What you need to do ▸ Copy out each of the following lines word for word, changing nothing.

Exercise materials ▸
= = =

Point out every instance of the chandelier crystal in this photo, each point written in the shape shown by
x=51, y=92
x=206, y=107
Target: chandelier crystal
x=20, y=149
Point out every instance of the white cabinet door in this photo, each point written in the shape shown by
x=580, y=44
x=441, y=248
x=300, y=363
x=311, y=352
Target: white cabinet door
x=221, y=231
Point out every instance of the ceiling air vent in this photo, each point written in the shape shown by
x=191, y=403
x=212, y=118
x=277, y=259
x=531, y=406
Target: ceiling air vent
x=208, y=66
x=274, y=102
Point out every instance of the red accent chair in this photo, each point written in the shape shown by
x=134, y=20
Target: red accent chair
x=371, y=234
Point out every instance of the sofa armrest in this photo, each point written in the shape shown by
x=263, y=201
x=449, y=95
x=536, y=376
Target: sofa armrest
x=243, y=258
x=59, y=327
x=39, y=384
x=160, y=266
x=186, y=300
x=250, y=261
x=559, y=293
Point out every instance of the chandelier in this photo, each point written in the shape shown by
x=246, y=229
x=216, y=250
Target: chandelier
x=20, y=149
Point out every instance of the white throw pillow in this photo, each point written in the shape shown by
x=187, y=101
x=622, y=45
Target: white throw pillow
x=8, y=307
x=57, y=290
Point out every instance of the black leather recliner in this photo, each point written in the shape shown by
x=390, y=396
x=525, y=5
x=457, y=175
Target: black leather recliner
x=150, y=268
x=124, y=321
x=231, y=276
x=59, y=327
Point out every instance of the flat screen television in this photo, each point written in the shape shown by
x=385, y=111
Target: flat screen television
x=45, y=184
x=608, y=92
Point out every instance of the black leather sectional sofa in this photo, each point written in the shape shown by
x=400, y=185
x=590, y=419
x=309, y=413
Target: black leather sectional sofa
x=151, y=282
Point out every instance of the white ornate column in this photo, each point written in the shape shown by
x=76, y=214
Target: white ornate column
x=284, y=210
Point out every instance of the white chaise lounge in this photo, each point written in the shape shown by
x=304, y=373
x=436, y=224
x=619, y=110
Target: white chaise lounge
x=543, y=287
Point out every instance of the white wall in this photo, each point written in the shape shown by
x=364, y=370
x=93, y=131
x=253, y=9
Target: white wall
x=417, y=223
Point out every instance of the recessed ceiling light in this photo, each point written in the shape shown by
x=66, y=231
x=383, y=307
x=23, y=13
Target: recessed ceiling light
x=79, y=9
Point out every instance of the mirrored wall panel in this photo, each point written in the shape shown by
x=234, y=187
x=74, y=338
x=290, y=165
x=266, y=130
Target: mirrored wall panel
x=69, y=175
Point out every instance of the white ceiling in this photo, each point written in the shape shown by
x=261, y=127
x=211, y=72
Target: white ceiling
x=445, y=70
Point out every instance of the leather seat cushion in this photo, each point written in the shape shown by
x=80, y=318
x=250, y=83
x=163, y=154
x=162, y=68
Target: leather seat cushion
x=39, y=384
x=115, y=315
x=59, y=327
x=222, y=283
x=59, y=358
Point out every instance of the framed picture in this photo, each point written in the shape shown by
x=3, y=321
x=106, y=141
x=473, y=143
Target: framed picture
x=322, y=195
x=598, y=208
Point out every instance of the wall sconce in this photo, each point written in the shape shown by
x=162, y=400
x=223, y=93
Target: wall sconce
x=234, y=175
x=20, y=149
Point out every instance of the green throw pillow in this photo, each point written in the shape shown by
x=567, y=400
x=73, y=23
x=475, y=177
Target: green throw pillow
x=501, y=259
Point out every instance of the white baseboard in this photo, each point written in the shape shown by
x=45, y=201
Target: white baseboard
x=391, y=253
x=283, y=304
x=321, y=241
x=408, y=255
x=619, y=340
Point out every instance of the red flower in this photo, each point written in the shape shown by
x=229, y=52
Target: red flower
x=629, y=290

= = =

Result of this task ▸
Point out every instance of the chandelier crystal in this photo, each point written in the shape shown by
x=51, y=92
x=206, y=107
Target: chandelier crystal
x=20, y=149
Point out every instance of the white cabinet door in this photo, each point written in the shape shown by
x=580, y=44
x=441, y=248
x=300, y=363
x=311, y=352
Target: white cabinet door
x=221, y=231
Point out every instance of the ceiling air vent in this photo, each point written in the shape shown by
x=191, y=403
x=212, y=118
x=277, y=259
x=531, y=406
Target: ceiling air vent
x=208, y=66
x=274, y=102
Point out every instance of the red accent chair in this photo, each point written in the shape shown by
x=134, y=20
Target: red accent chair
x=371, y=234
Point out every instance of the sofa armrest in this photo, each point written in the shape shown by
x=263, y=201
x=449, y=95
x=536, y=376
Target: sofa armrest
x=243, y=258
x=59, y=327
x=39, y=384
x=160, y=266
x=186, y=300
x=250, y=261
x=559, y=293
Point out every instance of the chandelier in this photo, each point written in the shape shown by
x=246, y=229
x=216, y=250
Target: chandelier
x=20, y=149
Point out every instance of the white throw pillow in this photo, each point written in the shape shown by
x=187, y=101
x=622, y=45
Target: white throw pillow
x=8, y=307
x=57, y=290
Point out every instance of the black leather recliner in this photo, each point written in the shape shown by
x=390, y=396
x=525, y=5
x=457, y=175
Target: black leather recliner
x=150, y=268
x=124, y=321
x=231, y=276
x=59, y=327
Point out every instance of the flat screen television in this photo, each point written in the shape shown by
x=385, y=111
Target: flat screen television
x=45, y=184
x=608, y=92
Point out every instance of the black leather sectional sofa in this photo, each point written in the shape shown by
x=400, y=185
x=590, y=419
x=309, y=413
Target: black leather sectional sofa
x=151, y=282
Point out every instance of the white ornate column in this photo, each point written in the shape shown by
x=76, y=214
Target: white ornate column
x=284, y=210
Point out every instance of the white chaise lounge in this photo, each point written in the shape shown by
x=304, y=373
x=436, y=224
x=619, y=110
Target: white chaise lounge
x=543, y=287
Point out every instance of the white wall in this photo, each point written in the shape shown by
x=364, y=370
x=93, y=131
x=253, y=9
Target: white wall
x=417, y=223
Point out every instance of the recessed ceiling light in this photo, each point written in the shape shown by
x=66, y=231
x=383, y=307
x=23, y=13
Target: recessed ceiling light
x=79, y=9
Point out every instance of the mirrored wall panel in this photo, each point written in the shape shown by
x=234, y=187
x=74, y=338
x=290, y=165
x=266, y=130
Target: mirrored wall panel
x=69, y=175
Point out every instance of the white ceiling in this photo, each point written in the shape shown by
x=261, y=127
x=211, y=72
Target: white ceiling
x=445, y=70
Point out every instance of the leather seat cushion in this photo, each point written in the shape shown by
x=80, y=318
x=250, y=83
x=163, y=154
x=162, y=68
Target: leather seat cushion
x=39, y=384
x=115, y=315
x=59, y=327
x=222, y=283
x=59, y=358
Point out every instance of the framed picture in this photo, each point written in the shape shown by
x=3, y=321
x=106, y=141
x=473, y=143
Target: framed picture
x=322, y=195
x=598, y=208
Point out every instance of the wall sconce in this photo, each point written in the shape shown by
x=162, y=400
x=223, y=93
Target: wall sconce
x=234, y=175
x=20, y=149
Point out every instance of the green throw pillow in this photo, each point written in the shape shown by
x=567, y=400
x=73, y=23
x=475, y=177
Target: green throw pillow
x=501, y=259
Point out every instance of the white baseboard in this photo, each point written in the shape shown by
x=45, y=201
Target: white baseboard
x=391, y=253
x=283, y=304
x=321, y=241
x=408, y=255
x=619, y=340
Point out every instance of the red flower in this photo, each point written in the shape shown by
x=229, y=52
Target: red flower
x=629, y=290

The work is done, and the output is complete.